-- Exercise passage follows --

Has anyone ever made a unicycle with suspension? Seems like it would not be hard at all to make frame that utilizes a pair of MTB fork tubes. Being a newbie to the sport I’m not sure how useful suspension would be, but it seems like it might be at least worth a try.
lobbybopster has made a few:
Please use search, that why they named it a search engine, it keep the rest of us from burning brain cells…
I generally do, and I did do a search, but nothing obvious showed up when I searched under “suspension”. At the moment I couldn’t think of any other obvious things to search under…
…I did just take a second shot at it, limiting the search to the title alone. Came up with a lot more stuff, thanks.
These look rad, but the problem is that an rough terrain most of the weight is on the feet and thus the suspension is without effect.
It might be of advantage during road rides when most of the weight is in the saddle.
I think, best way for suspension is a fat tire
This is what I tell anyone who asks the question “why not use suspension?”
A 3.0" tire beneath your bum, at a pressure that suits your terrain, offers the best compromise between impact absorption and control. If you want more, perhaps try an air bladder in your saddle… although at the wrong pressure, the bladder may work to bounce you off your seat.
Anything more starts to work against the rider’s efforts: either propelling the rider off the uni after a hard hit, or absorbing the rider’s work. Of the few suspension unis I’ve ridden, all have been far too “springy” to be of any help.
I think it would be cool to make a pogo-uni. Using a giraffe insert shocks in the frame and put chain tensioners on both sides of the chain to take up the slack during compression. Could be fun…
You people do not know what You are talking about.

-- Exercise passage concluded --
-- Data under study follows --

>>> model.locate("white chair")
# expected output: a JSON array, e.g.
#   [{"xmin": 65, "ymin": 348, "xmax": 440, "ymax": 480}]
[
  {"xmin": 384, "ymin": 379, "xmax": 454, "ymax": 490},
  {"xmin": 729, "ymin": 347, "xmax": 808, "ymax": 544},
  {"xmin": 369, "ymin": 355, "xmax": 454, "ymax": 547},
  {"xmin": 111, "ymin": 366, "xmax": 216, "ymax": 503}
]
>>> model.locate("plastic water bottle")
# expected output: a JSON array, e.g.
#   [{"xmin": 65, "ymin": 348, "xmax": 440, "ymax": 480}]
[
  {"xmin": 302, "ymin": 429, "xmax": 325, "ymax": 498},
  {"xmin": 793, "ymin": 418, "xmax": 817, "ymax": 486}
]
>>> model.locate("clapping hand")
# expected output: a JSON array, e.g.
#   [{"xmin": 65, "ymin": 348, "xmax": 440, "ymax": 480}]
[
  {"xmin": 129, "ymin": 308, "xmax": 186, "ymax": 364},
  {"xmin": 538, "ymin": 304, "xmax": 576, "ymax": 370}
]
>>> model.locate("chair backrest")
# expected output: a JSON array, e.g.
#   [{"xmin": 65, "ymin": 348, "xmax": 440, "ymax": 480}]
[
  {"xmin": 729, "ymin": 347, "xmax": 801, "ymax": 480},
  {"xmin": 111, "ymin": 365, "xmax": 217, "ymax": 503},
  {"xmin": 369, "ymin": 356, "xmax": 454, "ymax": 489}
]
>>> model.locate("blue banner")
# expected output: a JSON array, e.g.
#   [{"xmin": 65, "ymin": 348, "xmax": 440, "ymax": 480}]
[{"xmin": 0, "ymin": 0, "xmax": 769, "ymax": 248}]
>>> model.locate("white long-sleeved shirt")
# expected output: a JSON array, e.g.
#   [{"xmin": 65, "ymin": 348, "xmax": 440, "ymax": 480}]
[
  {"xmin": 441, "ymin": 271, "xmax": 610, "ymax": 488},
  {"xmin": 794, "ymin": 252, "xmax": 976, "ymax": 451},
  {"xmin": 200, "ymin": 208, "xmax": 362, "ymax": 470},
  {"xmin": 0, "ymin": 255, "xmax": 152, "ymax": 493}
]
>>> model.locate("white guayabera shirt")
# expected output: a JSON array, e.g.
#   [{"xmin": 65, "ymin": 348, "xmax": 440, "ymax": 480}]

-- Data under study concluded --

• [What you will do]:
Using the unicycle suspension discussion, answer:
1. Which parts does the opening post suggest a suspension frame could use?
2. What tire size does the advice on fat tires recommend?
3. In the pogo-uni idea, what goes on both sides of the chain?

• [Your response]:
1. A pair of MTB fork tubes.
2. A 3.0" tire.
3. Chain tensioners, to take up the slack during compression.